Set of tasks:
A. Answer these questions using the director's note below.
(i) Which week is ending when the co-director writes this first post?
(ii) Where is the co-director sitting while writing?
(iii) How long did the conversation with Antonio Resendiz take?
B. Echo the director's note below from "It is not insignificant" up to and including "interns, and directors.".

March 11, 2011
As the co-director of Finding the Good, it is my job to post on the blog semi-regularly under “Director’s Notes”. My posts are, in theory, to provide an overview and to offer the perspective of one who is part instructor, part organizer/leader, part curriculum developer, part seeker/student, part fellow adventurer, part mentor, and part….parent. With all those parts, it is sometimes challenging to be also the writer and scribe, though in many ways that is the exact flip side of my role here, equally important. So it is with some chagrin that here we are at the end of Week 7 and this is my first post.
It is not insignificant that I am writing this in our small trailer-classroom, at Campo Archelon, in Bahia de Los Angeles on the shores of the Gulf of California (sometimes referred to as the Sea of Cortez, though rarely by me) in Baja California, Mexico. Life at FtG has only just slowed down long enough for me to sit at the computer with something other than immediate and urgent business to take care of. It is a luxury and a joy to be focusing my attention on relating some of the learning that has taken place, and is at this very moment taking place, among our compact group of students, interns, and directors.
When writing, I do believe that it is best to start where one is, and go forward or back from there. We arrived at Campo Archelon this afternoon and were greeted by our good friend Antonio Resendiz, world-renowned sea turtle researcher and overall extraordinary human being. Somehow in a conversation that took no more than 40 minutes, over coffee in the beautiful stone house he built with his wife Bety, we covered the state of the world, the earthquake in Japan (first we’d heard of it), the US economy, he and Bety’s two children, our family; drugs and other consumer addictions, the students and FtG; the decline this year of the tourist industry and squid fishery that has resulted in hard times here in this land that depends heavily on tourism and fishing; and what we want to do while we are here in Bahia. Conversations with Antonio are always fast-paced and enlightening. We always learn something, usually a lot.

Dataset excerpt:
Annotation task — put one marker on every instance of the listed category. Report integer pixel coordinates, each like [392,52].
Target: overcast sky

Solutions:
A.
(i) Week 7
(ii) In the small trailer-classroom at Campo Archelon, in Bahia de Los Angeles
(iii) No more than 40 minutes

B.
It is not insignificant that I am writing this in our small trailer-classroom, at Campo Archelon, in Bahia de Los Angeles on the shores of the Gulf of California (sometimes referred to as the Sea of Cortez, though rarely by me) in Baja California, Mexico. Life at FtG has only just slowed down long enough for me to sit at the computer with something other than immediate and urgent business to take care of. It is a luxury and a joy to be focusing my attention on relating some of the learning that has taken place, and is at this very moment taking place, among our compact group of students, interns, and directors.